● **EXERCISE**: Every entry must be duplicated precisely as written.

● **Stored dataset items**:
□ □ □ □ □

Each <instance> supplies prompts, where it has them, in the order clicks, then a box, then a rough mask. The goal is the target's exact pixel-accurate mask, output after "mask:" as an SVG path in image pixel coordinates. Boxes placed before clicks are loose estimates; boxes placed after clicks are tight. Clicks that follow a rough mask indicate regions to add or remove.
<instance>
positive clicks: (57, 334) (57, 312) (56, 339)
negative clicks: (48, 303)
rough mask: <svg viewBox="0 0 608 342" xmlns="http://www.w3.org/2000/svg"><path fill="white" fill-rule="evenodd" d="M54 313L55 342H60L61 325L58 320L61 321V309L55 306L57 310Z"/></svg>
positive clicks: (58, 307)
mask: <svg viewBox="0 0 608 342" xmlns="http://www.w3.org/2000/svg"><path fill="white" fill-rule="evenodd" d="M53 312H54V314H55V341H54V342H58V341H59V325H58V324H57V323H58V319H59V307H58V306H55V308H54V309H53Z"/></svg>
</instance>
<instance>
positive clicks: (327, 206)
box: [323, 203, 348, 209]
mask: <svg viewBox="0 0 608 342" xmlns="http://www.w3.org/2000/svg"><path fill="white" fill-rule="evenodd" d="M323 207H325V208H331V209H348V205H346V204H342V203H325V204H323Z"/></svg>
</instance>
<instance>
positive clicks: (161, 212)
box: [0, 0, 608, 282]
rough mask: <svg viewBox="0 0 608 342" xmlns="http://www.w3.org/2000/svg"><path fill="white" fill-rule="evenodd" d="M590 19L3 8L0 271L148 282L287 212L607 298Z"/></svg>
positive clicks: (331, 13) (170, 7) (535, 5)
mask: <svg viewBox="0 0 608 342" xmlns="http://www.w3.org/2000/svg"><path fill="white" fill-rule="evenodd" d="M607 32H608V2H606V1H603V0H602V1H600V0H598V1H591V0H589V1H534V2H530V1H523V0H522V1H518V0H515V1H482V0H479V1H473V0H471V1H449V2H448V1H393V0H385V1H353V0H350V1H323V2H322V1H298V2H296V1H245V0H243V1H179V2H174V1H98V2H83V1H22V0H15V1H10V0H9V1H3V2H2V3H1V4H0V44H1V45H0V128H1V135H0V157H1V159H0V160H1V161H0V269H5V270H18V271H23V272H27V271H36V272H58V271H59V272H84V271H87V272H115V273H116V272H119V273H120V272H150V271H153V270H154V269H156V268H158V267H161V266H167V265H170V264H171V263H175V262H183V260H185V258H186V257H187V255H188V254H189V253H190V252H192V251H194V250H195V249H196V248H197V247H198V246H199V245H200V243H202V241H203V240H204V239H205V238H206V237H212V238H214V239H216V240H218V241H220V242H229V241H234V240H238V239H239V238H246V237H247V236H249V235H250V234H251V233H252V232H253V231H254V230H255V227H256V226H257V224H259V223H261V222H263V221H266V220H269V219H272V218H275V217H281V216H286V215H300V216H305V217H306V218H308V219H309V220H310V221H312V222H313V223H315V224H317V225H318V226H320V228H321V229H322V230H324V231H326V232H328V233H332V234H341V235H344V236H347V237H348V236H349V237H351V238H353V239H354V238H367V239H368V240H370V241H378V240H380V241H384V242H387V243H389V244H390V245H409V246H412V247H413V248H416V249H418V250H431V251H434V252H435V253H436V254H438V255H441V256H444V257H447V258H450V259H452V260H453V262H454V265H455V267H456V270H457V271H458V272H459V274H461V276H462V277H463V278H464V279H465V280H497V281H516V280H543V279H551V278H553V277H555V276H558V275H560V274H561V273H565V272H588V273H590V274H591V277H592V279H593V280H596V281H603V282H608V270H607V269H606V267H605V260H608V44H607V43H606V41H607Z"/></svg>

□ □ □ □ □

● **YOUR SOLUTION**:
Each <instance> supplies prompts, where it has them, in the order clicks, then a box, then a rough mask. The goal is the target's exact pixel-accurate mask, output after "mask:" as an SVG path in image pixel coordinates. Boxes placed before clicks are loose estimates; boxes placed after clicks are tight. Clicks that follow a rough mask indicate regions to add or remove.
<instance>
positive clicks: (57, 334) (57, 312) (56, 339)
negative clicks: (48, 303)
rough mask: <svg viewBox="0 0 608 342" xmlns="http://www.w3.org/2000/svg"><path fill="white" fill-rule="evenodd" d="M54 313L55 342H60L61 325L58 320L61 321V309L55 306L57 310Z"/></svg>
positive clicks: (58, 307)
mask: <svg viewBox="0 0 608 342" xmlns="http://www.w3.org/2000/svg"><path fill="white" fill-rule="evenodd" d="M53 312H54V314H55V341H54V342H58V341H59V325H58V324H57V323H58V319H59V307H58V306H55V308H54V309H53Z"/></svg>
</instance>
<instance>
positive clicks: (327, 206)
box: [323, 203, 348, 209]
mask: <svg viewBox="0 0 608 342" xmlns="http://www.w3.org/2000/svg"><path fill="white" fill-rule="evenodd" d="M323 207H325V208H331V209H348V205H346V204H342V203H325V204H323Z"/></svg>
</instance>
<instance>
positive clicks: (161, 212)
box: [0, 0, 608, 282]
rough mask: <svg viewBox="0 0 608 342" xmlns="http://www.w3.org/2000/svg"><path fill="white" fill-rule="evenodd" d="M590 19L3 8L0 271L148 282L287 212L607 298Z"/></svg>
positive clicks: (331, 13) (170, 7) (535, 5)
mask: <svg viewBox="0 0 608 342" xmlns="http://www.w3.org/2000/svg"><path fill="white" fill-rule="evenodd" d="M607 32H608V2H606V1H603V0H602V1H600V0H598V1H591V0H589V1H534V2H530V1H523V0H522V1H518V0H515V1H482V0H479V1H473V0H471V1H449V2H448V1H393V0H385V1H353V0H350V1H323V2H322V1H298V2H296V1H245V0H243V1H179V2H174V1H98V2H83V1H22V0H15V1H10V0H9V1H3V2H2V3H1V4H0V44H1V45H0V128H1V135H0V157H1V159H0V160H1V161H0V269H5V270H18V271H23V272H27V271H36V272H58V271H59V272H84V271H87V272H115V273H116V272H119V273H120V272H150V271H153V270H154V269H156V268H158V267H161V266H167V265H170V264H171V263H175V262H183V260H185V258H186V257H187V255H188V254H189V253H190V252H192V251H194V250H195V249H196V248H197V247H198V246H199V245H200V243H202V241H203V240H204V239H205V238H206V237H212V238H214V239H216V240H218V241H220V242H229V241H234V240H238V239H239V238H246V237H247V236H249V235H250V234H251V233H252V232H253V231H254V230H255V227H256V226H257V224H259V223H261V222H263V221H266V220H269V219H272V218H275V217H281V216H286V215H300V216H305V217H306V218H308V219H309V220H310V221H312V222H313V223H315V224H317V225H318V226H320V228H321V229H322V230H324V231H326V232H328V233H332V234H341V235H344V236H347V237H348V236H349V237H351V238H353V239H354V238H367V239H368V240H370V241H378V240H380V241H384V242H387V243H389V244H390V245H409V246H412V247H413V248H416V249H418V250H431V251H434V252H435V253H436V254H438V255H441V256H444V257H447V258H450V259H452V260H453V262H454V265H455V267H456V270H457V271H458V272H459V274H461V276H462V277H463V278H464V279H465V280H497V281H516V280H543V279H551V278H553V277H555V276H558V275H560V274H561V273H565V272H588V273H590V274H591V277H592V279H593V280H596V281H603V282H608V270H607V269H606V267H605V260H608V44H607V43H606V41H607Z"/></svg>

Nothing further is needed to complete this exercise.